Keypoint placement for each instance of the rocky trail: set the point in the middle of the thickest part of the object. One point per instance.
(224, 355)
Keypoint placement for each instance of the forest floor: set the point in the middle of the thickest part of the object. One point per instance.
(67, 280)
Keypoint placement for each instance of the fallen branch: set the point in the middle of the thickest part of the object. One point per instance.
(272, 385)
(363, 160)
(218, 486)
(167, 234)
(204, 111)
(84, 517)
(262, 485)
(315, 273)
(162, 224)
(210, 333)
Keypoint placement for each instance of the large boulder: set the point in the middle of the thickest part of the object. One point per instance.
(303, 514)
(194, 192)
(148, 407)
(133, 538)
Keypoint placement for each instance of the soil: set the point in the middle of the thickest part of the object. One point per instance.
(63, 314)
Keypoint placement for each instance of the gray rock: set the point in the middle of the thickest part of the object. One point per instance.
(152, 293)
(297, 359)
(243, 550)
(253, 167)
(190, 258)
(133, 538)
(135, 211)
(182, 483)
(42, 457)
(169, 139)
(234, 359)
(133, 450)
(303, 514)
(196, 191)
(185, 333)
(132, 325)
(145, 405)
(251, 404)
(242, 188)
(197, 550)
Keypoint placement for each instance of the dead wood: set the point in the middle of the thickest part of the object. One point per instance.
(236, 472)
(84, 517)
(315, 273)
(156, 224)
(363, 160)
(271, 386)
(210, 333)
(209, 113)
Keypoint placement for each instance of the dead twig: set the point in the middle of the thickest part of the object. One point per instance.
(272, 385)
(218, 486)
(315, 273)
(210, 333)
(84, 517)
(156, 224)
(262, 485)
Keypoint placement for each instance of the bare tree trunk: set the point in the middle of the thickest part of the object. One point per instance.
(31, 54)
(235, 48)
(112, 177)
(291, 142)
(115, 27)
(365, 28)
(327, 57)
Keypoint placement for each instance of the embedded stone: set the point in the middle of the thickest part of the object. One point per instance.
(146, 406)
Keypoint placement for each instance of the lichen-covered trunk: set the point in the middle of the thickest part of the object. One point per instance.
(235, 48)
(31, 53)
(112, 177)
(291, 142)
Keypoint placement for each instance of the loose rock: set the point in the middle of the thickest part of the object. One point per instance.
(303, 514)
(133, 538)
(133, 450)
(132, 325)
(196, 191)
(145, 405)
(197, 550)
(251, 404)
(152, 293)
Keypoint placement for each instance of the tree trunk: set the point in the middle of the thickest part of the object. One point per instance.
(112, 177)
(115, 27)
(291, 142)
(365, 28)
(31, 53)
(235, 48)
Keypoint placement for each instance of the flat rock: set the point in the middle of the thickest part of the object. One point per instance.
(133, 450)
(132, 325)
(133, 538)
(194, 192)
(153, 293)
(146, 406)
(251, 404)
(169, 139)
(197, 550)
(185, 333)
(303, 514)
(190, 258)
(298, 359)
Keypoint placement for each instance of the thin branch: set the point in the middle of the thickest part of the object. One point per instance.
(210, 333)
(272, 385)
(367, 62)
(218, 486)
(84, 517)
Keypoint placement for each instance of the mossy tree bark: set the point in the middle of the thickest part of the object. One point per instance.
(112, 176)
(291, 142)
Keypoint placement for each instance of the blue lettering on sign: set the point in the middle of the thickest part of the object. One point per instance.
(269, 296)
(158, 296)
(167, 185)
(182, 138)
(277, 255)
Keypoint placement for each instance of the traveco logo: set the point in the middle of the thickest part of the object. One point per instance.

______

GIVEN REQUEST:
Reproduce exactly the lines from the one with "Keypoint placement for each instance of the flat" through the end of the entries above, both ends included.

RESULT FOR THIS TASK:
Keypoint placement for each instance of the flat rock: set the point in the middle of the thickest part of the object. One point per instance.
(133, 450)
(132, 325)
(133, 538)
(194, 192)
(153, 293)
(146, 406)
(251, 404)
(169, 139)
(197, 550)
(185, 333)
(303, 514)
(190, 258)
(298, 359)
Keypoint placement for each instance of the thin branch: set the point in the middle of the thickest part of the object. One point per instance.
(210, 333)
(272, 385)
(367, 62)
(218, 486)
(84, 517)
Keypoint placement for each instance of the mossy tree bark: set the point in the middle of the thickest part of the object. One point per instance.
(112, 176)
(291, 142)
Keypoint placement for each instance of the blue lettering on sign: set the point in the middle of the thickest part of the object. One point per instance.
(269, 296)
(158, 296)
(167, 185)
(182, 138)
(277, 255)
Keypoint placement for each instance of the traveco logo: set the point in the middle of the thickest part of the object. One point per instance.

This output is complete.